▶ _EXERCISE_
Can you put the data lines between the one holding "Could you point to every instance of the red hose" and the one holding "<point>738,609</point>", inclusive, into a JSON list of strings, with one string per line and no blank lines?

▶ _Dataset excerpts on pointing at objects_
##########

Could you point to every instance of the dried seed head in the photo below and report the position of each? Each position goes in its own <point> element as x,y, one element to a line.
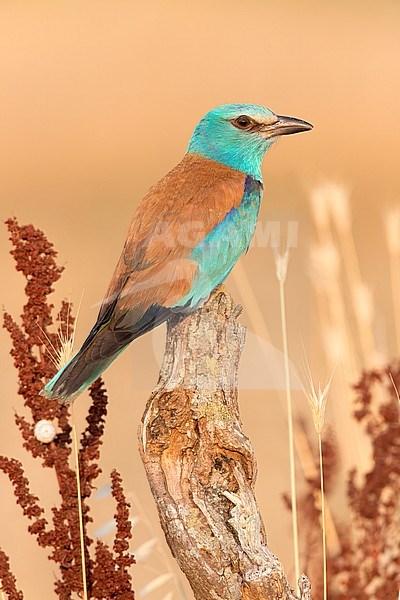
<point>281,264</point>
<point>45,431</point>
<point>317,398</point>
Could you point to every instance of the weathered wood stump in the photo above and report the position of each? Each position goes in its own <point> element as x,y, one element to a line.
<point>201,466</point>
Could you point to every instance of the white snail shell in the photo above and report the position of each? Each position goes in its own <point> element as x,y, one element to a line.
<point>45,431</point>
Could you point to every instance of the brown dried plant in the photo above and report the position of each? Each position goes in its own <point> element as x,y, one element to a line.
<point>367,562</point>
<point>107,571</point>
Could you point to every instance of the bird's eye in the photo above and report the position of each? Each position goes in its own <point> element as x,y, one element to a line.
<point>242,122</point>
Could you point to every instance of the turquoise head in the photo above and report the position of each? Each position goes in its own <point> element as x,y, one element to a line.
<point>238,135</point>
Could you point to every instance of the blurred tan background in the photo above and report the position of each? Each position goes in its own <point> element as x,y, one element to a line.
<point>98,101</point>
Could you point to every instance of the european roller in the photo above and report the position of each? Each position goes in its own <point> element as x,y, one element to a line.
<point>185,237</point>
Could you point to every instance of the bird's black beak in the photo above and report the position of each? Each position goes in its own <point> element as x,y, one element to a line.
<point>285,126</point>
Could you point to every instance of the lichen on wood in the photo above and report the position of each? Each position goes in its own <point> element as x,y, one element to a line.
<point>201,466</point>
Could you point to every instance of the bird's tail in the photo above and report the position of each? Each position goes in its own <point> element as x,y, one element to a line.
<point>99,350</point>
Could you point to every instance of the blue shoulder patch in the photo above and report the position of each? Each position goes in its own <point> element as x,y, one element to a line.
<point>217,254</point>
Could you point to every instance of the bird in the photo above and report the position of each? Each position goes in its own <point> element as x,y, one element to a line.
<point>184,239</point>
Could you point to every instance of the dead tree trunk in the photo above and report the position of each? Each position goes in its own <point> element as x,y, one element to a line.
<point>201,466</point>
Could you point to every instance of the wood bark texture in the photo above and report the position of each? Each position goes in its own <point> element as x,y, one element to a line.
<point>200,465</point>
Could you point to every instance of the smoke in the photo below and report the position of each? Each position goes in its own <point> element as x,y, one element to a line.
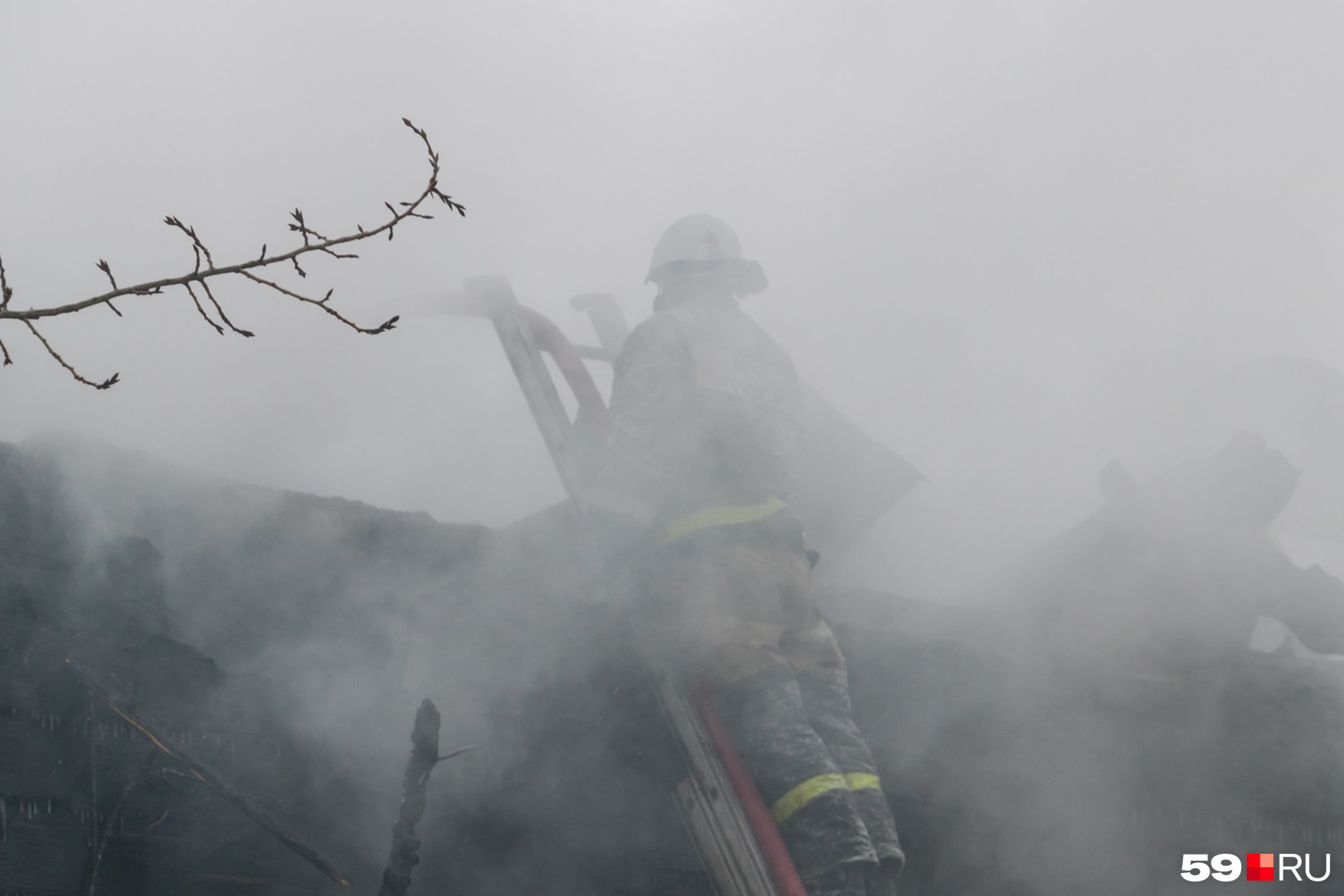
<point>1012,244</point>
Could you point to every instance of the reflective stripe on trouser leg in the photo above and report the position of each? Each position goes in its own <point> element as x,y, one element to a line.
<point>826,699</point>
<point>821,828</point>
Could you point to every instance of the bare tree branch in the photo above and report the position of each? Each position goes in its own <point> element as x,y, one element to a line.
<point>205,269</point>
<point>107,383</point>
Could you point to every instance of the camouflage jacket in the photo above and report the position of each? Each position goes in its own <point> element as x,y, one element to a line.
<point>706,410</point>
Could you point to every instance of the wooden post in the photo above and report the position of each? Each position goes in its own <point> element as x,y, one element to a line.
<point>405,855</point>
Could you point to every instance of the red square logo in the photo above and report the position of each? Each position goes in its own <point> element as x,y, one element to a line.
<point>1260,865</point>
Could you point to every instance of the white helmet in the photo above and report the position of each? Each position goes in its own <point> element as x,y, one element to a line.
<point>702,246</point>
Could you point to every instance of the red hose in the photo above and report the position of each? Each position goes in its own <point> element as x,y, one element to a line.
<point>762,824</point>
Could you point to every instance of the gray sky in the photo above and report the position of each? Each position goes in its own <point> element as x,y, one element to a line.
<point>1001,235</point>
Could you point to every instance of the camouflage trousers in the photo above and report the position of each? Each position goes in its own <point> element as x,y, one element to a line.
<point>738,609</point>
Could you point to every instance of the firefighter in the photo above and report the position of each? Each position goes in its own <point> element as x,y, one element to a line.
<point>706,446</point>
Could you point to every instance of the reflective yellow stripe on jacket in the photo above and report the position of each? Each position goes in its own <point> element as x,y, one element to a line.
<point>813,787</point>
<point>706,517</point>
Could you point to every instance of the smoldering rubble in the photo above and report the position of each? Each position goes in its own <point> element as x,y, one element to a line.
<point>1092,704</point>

##########

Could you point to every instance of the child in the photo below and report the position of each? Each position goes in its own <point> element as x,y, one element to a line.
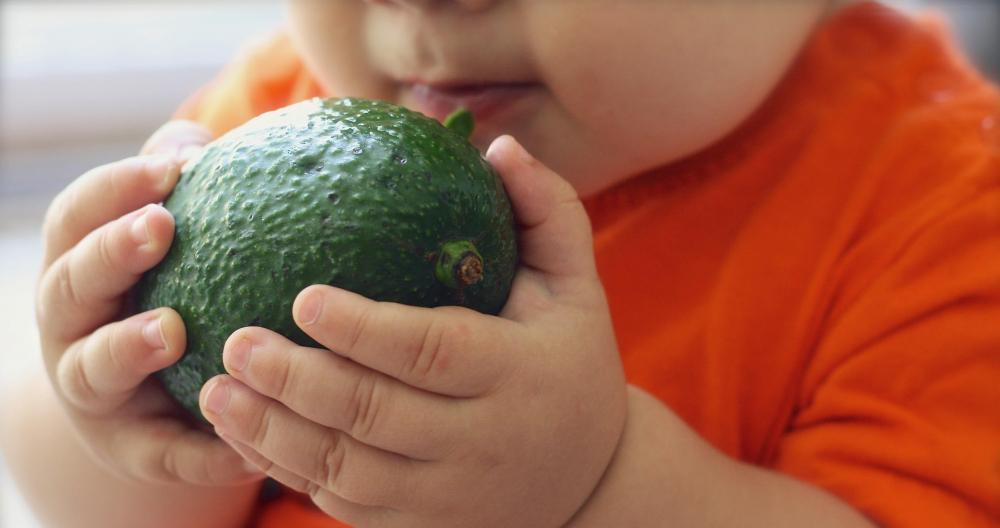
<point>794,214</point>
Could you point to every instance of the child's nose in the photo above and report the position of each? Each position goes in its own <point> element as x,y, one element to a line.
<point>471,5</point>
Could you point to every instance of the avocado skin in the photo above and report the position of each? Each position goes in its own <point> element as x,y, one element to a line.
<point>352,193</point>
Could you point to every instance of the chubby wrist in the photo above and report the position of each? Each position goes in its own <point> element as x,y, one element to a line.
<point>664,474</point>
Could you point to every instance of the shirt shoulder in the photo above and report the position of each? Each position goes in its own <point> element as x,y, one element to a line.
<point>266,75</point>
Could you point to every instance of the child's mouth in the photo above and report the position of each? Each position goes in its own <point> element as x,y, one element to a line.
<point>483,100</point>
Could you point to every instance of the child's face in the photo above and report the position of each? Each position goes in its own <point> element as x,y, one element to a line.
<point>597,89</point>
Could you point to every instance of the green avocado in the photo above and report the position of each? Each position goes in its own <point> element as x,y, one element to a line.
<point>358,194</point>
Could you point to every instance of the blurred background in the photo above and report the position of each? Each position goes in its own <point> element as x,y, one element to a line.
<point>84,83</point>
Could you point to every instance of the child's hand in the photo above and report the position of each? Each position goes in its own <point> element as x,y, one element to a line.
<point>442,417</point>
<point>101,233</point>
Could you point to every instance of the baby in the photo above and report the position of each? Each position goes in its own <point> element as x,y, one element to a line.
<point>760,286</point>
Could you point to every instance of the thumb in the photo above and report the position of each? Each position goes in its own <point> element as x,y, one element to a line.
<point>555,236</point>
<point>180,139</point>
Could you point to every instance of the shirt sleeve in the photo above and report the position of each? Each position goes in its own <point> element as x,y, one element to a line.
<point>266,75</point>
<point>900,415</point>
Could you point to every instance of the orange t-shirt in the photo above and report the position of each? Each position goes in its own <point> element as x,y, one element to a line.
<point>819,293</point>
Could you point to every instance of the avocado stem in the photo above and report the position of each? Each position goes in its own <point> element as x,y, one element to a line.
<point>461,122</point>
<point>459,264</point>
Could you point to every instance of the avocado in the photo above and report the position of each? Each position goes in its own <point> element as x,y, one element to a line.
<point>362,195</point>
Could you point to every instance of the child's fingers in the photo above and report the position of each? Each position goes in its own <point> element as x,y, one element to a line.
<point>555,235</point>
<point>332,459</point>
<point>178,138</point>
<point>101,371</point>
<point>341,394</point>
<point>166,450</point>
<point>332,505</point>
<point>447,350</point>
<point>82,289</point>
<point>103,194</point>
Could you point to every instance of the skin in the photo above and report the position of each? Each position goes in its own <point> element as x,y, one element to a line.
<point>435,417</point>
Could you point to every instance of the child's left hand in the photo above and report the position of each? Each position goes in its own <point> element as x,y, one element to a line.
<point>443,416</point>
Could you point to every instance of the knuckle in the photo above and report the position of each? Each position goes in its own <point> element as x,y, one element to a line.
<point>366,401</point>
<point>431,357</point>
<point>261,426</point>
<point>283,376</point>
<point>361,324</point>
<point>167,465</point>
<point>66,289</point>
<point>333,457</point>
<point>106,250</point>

##########

▶ _TASK RESPONSE_
[
  "Could you point to every instance of the red hose in the photo above and report the position of each? Each position goes in its own <point> element as x,y, one element to a line.",
  "<point>762,824</point>",
  "Could you point to every instance of the gray sky in the photo above and report the position of each? Each position goes in its own <point> element as x,y, one element to a line.",
  "<point>1001,235</point>",
  "Could you point to every instance of the camouflage trousers in the photo above and report the position of each? Each position goes in its own <point> element as x,y, one element to a line.",
  "<point>738,609</point>"
]